WHAT YOU SHOULD DO =
Quote, character for character, the part of the data that opens with the line containing "Please trace the outline of every instance of the pink" and closes with the line containing "253], [44, 241]]", both of those lines included. Leave the picture out of your copy.

** Start **

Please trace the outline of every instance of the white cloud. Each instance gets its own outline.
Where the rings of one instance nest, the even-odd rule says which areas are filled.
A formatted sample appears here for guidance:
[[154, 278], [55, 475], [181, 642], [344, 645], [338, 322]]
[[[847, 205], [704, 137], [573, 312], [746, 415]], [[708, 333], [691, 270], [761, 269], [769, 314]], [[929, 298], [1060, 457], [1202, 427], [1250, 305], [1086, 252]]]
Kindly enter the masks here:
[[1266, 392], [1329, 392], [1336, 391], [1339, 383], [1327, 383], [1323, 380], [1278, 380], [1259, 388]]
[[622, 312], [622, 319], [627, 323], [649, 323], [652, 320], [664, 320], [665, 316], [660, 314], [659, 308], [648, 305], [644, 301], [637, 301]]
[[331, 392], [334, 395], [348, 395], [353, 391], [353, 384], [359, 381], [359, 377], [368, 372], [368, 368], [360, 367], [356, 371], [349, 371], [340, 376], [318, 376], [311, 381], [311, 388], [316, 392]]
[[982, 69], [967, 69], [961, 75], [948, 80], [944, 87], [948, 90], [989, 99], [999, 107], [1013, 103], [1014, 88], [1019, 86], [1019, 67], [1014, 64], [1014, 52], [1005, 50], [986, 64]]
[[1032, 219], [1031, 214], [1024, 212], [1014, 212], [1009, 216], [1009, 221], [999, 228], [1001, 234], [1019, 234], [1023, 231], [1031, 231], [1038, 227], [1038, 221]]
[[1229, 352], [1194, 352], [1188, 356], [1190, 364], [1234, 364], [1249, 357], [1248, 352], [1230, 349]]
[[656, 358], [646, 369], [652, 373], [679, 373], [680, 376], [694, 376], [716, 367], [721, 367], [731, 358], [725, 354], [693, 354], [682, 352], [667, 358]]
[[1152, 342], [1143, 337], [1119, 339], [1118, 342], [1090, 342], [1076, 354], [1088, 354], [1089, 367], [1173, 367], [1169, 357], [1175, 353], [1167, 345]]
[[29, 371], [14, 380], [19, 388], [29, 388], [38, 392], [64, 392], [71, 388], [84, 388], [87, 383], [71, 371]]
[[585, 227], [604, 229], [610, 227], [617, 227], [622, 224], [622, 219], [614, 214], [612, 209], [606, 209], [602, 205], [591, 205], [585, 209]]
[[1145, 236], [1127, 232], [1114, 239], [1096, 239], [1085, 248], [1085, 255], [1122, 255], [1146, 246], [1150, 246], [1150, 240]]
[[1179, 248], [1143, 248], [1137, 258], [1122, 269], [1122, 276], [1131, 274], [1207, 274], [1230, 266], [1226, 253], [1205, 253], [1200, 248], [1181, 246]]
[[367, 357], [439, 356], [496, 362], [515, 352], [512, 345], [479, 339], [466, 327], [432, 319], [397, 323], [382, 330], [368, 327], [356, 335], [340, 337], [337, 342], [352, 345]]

** End **
** Start **

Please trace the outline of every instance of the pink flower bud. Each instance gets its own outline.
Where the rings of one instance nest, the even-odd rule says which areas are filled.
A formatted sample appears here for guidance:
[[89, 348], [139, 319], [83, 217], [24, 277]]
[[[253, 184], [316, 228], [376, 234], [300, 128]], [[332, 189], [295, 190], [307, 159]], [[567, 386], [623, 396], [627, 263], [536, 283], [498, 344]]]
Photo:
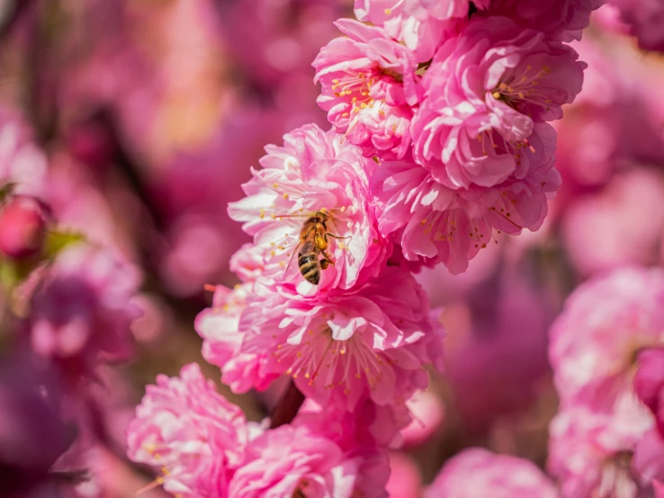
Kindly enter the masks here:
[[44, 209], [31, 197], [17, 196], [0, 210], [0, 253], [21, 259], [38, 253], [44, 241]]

** End **

OUTPUT FOR THIS TASK =
Please trace the outline of every instance of the pink flower bud. Each instance gets its own outline.
Where the rings of one instance nest, the even-odd rule says which areas are filled.
A formatted sample appears here for guidance:
[[89, 348], [139, 319], [83, 217], [24, 277]]
[[[253, 184], [316, 228], [376, 234], [300, 128]], [[332, 189], [295, 190], [307, 159]], [[567, 386], [623, 396], [627, 263], [536, 283], [498, 344]]]
Photo:
Kindly enter the masks here:
[[44, 209], [31, 197], [17, 196], [0, 210], [0, 253], [21, 259], [38, 253], [44, 241]]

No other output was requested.